-------- DATA ROWS

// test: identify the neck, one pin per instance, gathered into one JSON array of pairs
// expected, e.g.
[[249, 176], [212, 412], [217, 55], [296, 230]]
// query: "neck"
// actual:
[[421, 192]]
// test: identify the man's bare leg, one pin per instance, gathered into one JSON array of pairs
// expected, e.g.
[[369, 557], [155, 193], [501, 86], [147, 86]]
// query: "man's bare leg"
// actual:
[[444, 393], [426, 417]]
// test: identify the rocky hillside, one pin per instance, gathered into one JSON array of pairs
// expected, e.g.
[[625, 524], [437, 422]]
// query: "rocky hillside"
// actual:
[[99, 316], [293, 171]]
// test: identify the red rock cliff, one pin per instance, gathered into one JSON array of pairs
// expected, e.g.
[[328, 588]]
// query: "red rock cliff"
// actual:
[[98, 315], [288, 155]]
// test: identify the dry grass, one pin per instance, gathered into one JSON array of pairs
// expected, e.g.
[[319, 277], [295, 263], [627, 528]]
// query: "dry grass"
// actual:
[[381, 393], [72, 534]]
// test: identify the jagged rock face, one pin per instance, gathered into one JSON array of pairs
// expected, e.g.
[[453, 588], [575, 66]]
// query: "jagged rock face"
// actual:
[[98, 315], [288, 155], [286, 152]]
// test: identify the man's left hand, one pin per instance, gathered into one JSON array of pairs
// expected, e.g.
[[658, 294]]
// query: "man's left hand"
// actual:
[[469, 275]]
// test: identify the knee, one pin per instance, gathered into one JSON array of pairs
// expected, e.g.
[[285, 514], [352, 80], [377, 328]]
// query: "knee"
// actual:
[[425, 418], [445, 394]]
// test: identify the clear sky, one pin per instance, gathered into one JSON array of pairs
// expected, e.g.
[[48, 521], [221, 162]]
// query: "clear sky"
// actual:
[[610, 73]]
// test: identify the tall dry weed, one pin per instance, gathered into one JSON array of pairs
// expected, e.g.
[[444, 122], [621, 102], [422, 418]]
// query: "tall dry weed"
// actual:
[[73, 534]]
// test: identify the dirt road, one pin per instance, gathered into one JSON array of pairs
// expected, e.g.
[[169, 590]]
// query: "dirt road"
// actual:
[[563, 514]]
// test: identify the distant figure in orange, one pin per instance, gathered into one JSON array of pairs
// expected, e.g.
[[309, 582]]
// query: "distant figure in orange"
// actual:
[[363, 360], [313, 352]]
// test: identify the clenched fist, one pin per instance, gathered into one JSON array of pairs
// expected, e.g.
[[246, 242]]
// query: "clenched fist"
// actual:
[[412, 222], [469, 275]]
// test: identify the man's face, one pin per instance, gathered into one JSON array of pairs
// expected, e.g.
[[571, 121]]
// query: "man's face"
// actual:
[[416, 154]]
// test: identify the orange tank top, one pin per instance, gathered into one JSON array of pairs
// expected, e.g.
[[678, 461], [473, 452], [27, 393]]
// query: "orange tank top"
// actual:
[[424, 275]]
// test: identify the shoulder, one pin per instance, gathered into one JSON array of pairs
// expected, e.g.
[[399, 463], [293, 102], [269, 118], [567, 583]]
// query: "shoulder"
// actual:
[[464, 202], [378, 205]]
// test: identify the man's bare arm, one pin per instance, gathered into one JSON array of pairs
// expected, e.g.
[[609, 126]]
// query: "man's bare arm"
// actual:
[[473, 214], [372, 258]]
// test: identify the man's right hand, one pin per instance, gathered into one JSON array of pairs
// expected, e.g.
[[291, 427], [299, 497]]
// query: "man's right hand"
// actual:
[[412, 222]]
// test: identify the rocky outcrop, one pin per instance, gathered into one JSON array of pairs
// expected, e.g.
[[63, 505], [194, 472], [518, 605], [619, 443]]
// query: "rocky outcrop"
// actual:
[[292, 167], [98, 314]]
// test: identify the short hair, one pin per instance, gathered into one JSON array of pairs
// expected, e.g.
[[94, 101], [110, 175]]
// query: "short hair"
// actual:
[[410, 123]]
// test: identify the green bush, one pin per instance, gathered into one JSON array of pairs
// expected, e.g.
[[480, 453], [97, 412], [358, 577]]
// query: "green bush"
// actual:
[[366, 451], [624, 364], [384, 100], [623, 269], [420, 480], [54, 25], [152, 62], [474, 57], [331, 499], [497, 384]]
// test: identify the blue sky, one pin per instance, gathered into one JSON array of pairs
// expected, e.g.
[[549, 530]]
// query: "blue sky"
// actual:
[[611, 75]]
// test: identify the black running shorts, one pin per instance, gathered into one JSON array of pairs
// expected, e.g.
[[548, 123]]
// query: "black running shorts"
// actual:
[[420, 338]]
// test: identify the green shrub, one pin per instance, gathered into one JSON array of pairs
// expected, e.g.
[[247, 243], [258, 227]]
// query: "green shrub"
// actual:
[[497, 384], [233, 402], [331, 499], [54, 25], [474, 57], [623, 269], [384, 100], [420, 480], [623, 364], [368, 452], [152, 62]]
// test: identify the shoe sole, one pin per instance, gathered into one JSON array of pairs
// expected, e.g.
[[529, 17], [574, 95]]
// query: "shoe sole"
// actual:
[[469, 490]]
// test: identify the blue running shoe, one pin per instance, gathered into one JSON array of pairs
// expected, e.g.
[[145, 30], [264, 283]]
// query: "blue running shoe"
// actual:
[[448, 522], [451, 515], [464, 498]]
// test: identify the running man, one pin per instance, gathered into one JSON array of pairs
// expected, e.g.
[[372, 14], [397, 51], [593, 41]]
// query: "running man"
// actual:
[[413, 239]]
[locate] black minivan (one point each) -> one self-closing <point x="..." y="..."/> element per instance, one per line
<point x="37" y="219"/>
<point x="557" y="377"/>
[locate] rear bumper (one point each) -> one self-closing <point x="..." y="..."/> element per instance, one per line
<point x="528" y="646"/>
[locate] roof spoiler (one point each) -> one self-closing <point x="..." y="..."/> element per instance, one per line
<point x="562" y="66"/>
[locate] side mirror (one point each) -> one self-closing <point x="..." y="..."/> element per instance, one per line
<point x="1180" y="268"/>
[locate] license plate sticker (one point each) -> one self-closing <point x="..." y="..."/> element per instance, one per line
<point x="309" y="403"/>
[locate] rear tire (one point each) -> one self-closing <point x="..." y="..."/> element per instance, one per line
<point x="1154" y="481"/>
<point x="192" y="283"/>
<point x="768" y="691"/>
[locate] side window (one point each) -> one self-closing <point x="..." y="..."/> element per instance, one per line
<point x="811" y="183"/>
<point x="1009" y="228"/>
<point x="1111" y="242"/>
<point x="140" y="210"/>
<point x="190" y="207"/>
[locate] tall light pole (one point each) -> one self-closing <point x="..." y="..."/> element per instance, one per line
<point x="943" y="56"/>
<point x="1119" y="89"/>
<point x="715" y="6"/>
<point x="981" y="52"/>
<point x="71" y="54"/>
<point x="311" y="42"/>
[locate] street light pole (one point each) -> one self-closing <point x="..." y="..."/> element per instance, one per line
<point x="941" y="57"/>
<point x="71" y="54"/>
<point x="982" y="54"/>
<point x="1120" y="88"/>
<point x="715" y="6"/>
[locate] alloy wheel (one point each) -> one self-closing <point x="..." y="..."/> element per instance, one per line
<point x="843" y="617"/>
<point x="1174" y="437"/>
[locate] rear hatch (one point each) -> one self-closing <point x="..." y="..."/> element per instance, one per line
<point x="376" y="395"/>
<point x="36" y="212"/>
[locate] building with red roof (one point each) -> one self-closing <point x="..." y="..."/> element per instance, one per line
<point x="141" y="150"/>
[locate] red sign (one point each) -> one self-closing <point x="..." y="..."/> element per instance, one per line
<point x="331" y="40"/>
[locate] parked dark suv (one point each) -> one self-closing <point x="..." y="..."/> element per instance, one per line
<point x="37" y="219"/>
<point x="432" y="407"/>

----------------

Copy the part of the items that opens with the line containing "[locate] parked dark" and closes with the last line of the items, keeping every line unchanged.

- COMPLETED TASK
[locate] parked dark suv (one point each) -> one self-closing <point x="..." y="..."/> element per instance, one per line
<point x="37" y="219"/>
<point x="432" y="407"/>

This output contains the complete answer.